**GOAL:**
Exclude the pictures and reproduce the remaining data exactly as written.
+---+
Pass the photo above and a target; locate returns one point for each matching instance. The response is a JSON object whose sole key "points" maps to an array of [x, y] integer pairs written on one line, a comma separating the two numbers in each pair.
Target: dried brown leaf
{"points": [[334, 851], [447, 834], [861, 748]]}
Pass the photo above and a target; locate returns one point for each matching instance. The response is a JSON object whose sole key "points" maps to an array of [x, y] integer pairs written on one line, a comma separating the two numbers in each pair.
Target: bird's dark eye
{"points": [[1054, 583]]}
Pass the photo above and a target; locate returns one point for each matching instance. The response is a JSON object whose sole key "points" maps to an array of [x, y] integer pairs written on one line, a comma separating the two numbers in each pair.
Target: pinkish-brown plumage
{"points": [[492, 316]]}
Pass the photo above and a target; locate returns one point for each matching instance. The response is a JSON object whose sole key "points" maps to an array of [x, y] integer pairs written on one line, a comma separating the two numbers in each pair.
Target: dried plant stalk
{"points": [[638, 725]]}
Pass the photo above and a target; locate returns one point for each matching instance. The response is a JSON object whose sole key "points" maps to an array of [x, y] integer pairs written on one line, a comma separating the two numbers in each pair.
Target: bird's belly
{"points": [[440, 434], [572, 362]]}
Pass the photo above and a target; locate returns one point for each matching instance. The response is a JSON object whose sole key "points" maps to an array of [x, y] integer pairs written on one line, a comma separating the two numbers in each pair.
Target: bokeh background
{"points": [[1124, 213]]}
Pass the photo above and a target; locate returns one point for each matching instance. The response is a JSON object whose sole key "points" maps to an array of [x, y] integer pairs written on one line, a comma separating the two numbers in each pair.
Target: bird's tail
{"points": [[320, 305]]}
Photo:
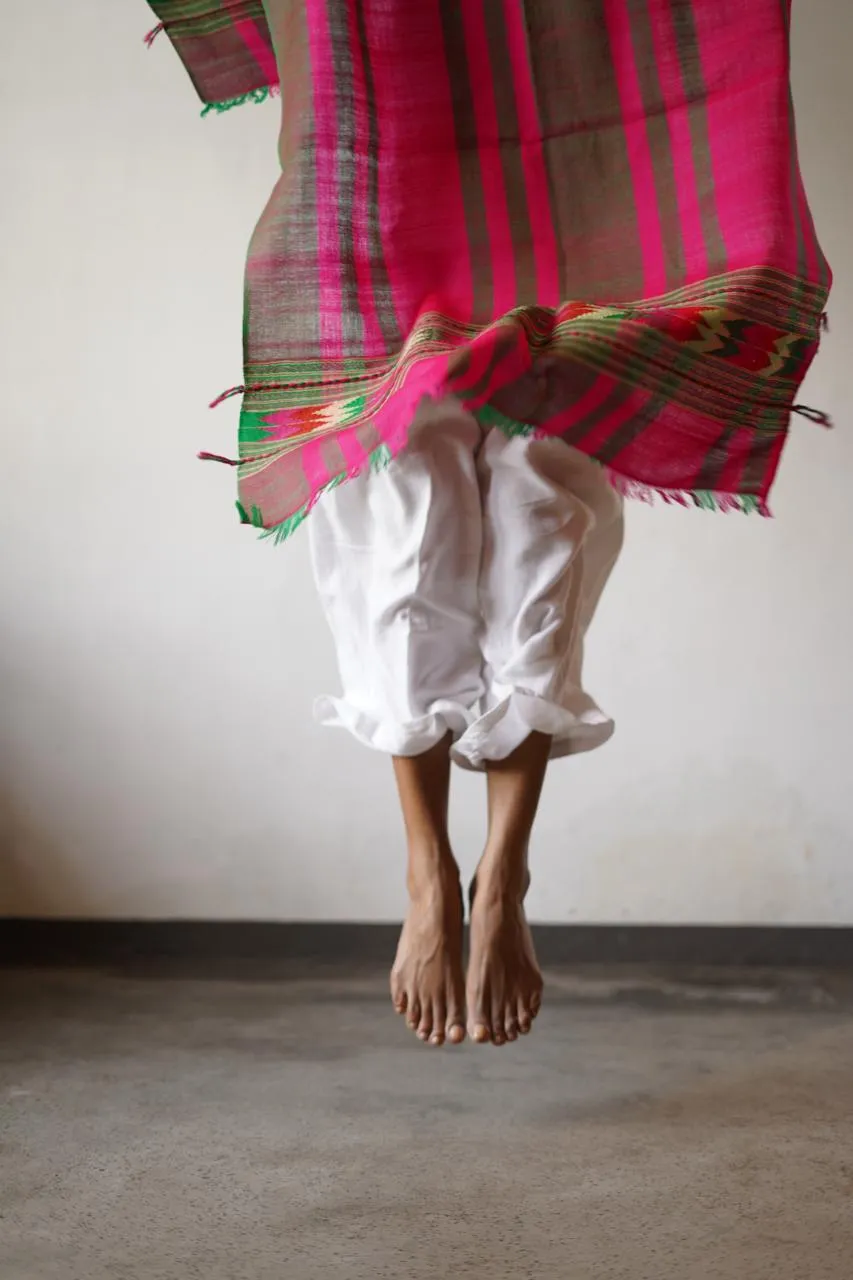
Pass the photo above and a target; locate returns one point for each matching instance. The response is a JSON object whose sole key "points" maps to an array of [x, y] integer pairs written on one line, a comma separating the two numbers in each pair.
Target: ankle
{"points": [[432, 869], [500, 880]]}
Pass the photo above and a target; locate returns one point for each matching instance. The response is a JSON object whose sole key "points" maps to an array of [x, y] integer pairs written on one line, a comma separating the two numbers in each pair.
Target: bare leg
{"points": [[427, 981], [503, 978]]}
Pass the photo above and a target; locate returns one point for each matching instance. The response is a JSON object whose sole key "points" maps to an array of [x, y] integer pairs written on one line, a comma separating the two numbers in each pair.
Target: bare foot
{"points": [[427, 979], [503, 979]]}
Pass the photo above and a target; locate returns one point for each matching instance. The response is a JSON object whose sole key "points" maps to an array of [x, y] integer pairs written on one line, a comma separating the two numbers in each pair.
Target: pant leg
{"points": [[396, 558], [552, 534]]}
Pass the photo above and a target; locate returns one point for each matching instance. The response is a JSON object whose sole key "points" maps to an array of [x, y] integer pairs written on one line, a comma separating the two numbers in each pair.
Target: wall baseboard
{"points": [[223, 946]]}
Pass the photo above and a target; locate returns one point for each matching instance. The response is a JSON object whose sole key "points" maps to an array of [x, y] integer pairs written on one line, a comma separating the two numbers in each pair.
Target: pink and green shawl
{"points": [[583, 218]]}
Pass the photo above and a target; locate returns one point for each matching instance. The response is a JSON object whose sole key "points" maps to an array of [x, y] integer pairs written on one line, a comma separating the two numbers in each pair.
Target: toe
{"points": [[479, 1024], [456, 1022], [425, 1025], [498, 1033], [439, 1022], [413, 1018]]}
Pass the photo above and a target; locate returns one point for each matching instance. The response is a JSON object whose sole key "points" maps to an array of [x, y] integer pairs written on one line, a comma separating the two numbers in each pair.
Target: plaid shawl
{"points": [[583, 218]]}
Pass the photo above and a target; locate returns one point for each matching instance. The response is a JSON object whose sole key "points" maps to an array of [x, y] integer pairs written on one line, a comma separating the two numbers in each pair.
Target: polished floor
{"points": [[163, 1128]]}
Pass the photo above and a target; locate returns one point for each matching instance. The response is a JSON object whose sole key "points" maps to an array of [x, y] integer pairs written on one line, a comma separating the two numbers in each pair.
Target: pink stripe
{"points": [[352, 449], [544, 240], [422, 165], [601, 433], [314, 466], [325, 135], [639, 152], [258, 48], [680, 140], [591, 401], [497, 210], [374, 342], [748, 100]]}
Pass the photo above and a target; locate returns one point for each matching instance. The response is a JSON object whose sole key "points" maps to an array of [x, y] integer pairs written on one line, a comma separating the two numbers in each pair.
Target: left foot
{"points": [[503, 979], [427, 977]]}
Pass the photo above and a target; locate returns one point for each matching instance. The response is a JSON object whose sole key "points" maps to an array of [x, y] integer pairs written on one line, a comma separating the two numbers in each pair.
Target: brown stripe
{"points": [[610, 405], [382, 292], [351, 319], [694, 87], [755, 472], [284, 242], [715, 461], [592, 192], [510, 146], [657, 132], [469, 160], [629, 430]]}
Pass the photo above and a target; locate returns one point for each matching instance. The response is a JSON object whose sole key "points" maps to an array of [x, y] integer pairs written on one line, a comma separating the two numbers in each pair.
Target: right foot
{"points": [[503, 978], [427, 983]]}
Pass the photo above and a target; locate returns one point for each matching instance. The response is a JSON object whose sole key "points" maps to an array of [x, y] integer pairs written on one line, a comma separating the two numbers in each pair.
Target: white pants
{"points": [[459, 585]]}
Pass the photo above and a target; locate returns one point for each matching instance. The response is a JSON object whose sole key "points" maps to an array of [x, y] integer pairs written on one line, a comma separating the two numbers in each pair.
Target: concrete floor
{"points": [[164, 1129]]}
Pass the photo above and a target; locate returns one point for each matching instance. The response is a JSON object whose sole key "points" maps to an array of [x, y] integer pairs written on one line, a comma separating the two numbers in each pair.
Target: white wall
{"points": [[158, 664]]}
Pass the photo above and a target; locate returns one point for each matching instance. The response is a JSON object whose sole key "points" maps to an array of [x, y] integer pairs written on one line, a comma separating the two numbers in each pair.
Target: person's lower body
+---+
**SOLUTION FOR THIS PROBLEM:**
Pass the photo above and a target; locate returns one point for each matching instance. The response is a JSON object whose sole key "points" maps to an array of [x, y] integer pairs written on one line, a comma separating the two numbers in each pair.
Target: dried brown leaf
{"points": [[334, 851], [447, 834], [861, 748]]}
Pass the photo above and a target; locate returns one point for each matching instance. The response is a JSON object whose sole key "points" maps to an array of [x, y] integer pairs written on one line, a comma separating the two numbers in each pair.
Target: bird's dark eye
{"points": [[1054, 583]]}
Pass the photo above and a target; locate returns one point for each matching instance. The response is a JSON object whose sole key "points" maps to an array of [x, y] integer pairs written on one line, a comma separating the two numbers in each pair.
Target: pinkish-brown plumage
{"points": [[492, 316]]}
Pass the photo above and a target; locate returns one point for each matching instance. The response is a JSON object whose sole key "points" maps to an array of [x, y] integer pairs written on one line, a comma separating the two numbers in each pair.
Target: dried plant stalk
{"points": [[638, 725]]}
Pass the photo above and a target; locate returns one point for each matching instance. The response is a JSON object whose sole key "points" maps to an array of [x, y] integer pairs written on one line, a comma separating the two numbers in each pair.
Target: bird's belly
{"points": [[440, 434], [572, 362]]}
Pass the photo above and a target; locate returns one point for each matching instance. The response is a JSON object whose sole key "points" maps to an array of [x, y] integer pairs written on one line, a comma separating the two numbers in each pair.
Target: bokeh background
{"points": [[1124, 213]]}
Pass the photo above and a target; locate returns one point for each matching instance. The response is a JSON object whose sole key "points" maps to an array of [x, y] integer pairs written on one line, a comma separating the two numbers in each pair.
Target: bird's tail
{"points": [[320, 305]]}
Photo:
Pass the photo above and a target; locate returns one point for each matching instance. The response is a JSON object whose sole key "points" maps to an array of [x, y] integer pairs written on one line, a comma separating the two numbers in each pair.
Target: ankle
{"points": [[432, 869], [500, 880]]}
Pass the photo above and a target; locate returns one point for each matching instance. The response is a JSON object whose sole key "points" maps to an array of [x, y] integer pairs written on one line, a comma separating the two numbers in each pair.
Target: bare leg
{"points": [[427, 981], [503, 978]]}
Pass the photo above and a target; locate returns one point for each matching instance. The response is a JSON object whose sole key "points" maps to an array of [x, y] integer pairs written on one line, a comma separating the two numbers in each pair.
Target: bare foot
{"points": [[427, 979], [503, 979]]}
Pass the photo above and a target; locate returns one point for each matching instance. The response is a JSON object whose sole key "points" maps to an array of [x, y] integer pairs written on one line, a comma separating the two numbers in each pair.
Target: pant leg
{"points": [[396, 558], [552, 534]]}
Pass the photo above and a target; locate returns one point for each matching instance. The response is a JSON object whose sole key "points" maps to an array of [x, y] integer pairs written on one line, a comma separating the two numbers in each pair.
Target: wall baseboard
{"points": [[223, 946]]}
Pass the photo above and a target; locate returns one point for each matching instance. The response is a JSON object whose sole key "points" maps to an array of [x, y] integer pairs written on one line, a comma separating the two numbers in each pair.
Target: pink and green shawl
{"points": [[583, 218]]}
Pass the photo above and a target; locate returns one point for each matching instance. The response is a JSON object whose sole key "points" maps to an array of [x, y] integer pairs written on one line, a comma separating the two numbers in each pair.
Target: toe
{"points": [[479, 1024], [456, 1022], [425, 1025], [498, 1033], [439, 1022], [413, 1018]]}
Pass the photo above and a target; locate returns one point for each matching instance. The response is a JSON object whose sole key "points" maps to an array of [x, y] integer pairs written on one line, a comma separating the two numbers in each pair.
Target: plaid shawl
{"points": [[583, 218]]}
Pass the photo above and a target; locate returns one point for each matching instance. The response is a JSON object whose sole key "points" maps to an array of [x, y] integer pairs written on one line, a comma separating the two numbers in each pair.
Target: polished floor
{"points": [[163, 1128]]}
Pass the photo above and a target; locate returns one point for each matching instance. The response is a JSON object whose sole key "points" maps to an array of [x, y] integer pairs written on one line, a comma separating the two numbers in each pair.
Target: pink stripe
{"points": [[352, 449], [544, 240], [422, 165], [601, 433], [314, 466], [325, 135], [639, 152], [258, 48], [680, 140], [591, 401], [497, 210], [374, 342], [748, 100]]}
Pass the photo above and a target; locate returns one point for each matching instance. The response is a JSON object whose sole key "points" maps to an array of [x, y] integer pairs written on one line, a comma separating the two numbers in each pair.
Target: left foot
{"points": [[503, 979], [427, 977]]}
Pass the photo above and a target; locate returns one point for each matching instance. The response is a JSON object whose sole key "points" maps to an array of [x, y] integer pairs written on one line, a comma separating the two numbers in each pair.
Target: brown stripe
{"points": [[610, 405], [382, 292], [351, 319], [694, 87], [755, 472], [284, 242], [715, 461], [592, 192], [510, 146], [657, 132], [469, 160], [629, 430]]}
Pass the photo above and a target; locate returns one point for each matching instance. The response is a JSON object whose sole key "points" maps to an array of [x, y] integer pairs written on one line, a comma separating the two numbers in each pair.
Target: right foot
{"points": [[503, 978], [427, 983]]}
Pass the photo above and a target; locate returns one point for each matching instance. The response is a JSON object whose sole key "points" maps to an array of [x, y] integer pairs written on one line, a comma separating the two numbers in each pair.
Target: white pants
{"points": [[459, 585]]}
Pass the photo above and a target; locate returns one point for each matching instance. The response is a JSON object whose sole key "points" maps to an array of [x, y] integer pairs written on one line, a comma separating the two numbers in each pair.
Target: concrete floor
{"points": [[164, 1129]]}
Pass the photo above and a target; locate returns one point for each matching instance. The response is a JSON object whose sole key "points" maps to an array of [x, y] integer pairs written on one line, a comma separating the two numbers in each pair.
Target: white wall
{"points": [[158, 664]]}
Pass the photo above and a target; locate returns one point for each matching instance. The response is a JSON object whose sole key "points" maps to an array of [x, y] integer pairs written on one line, a comma separating the two numbers in each pair.
Target: person's lower body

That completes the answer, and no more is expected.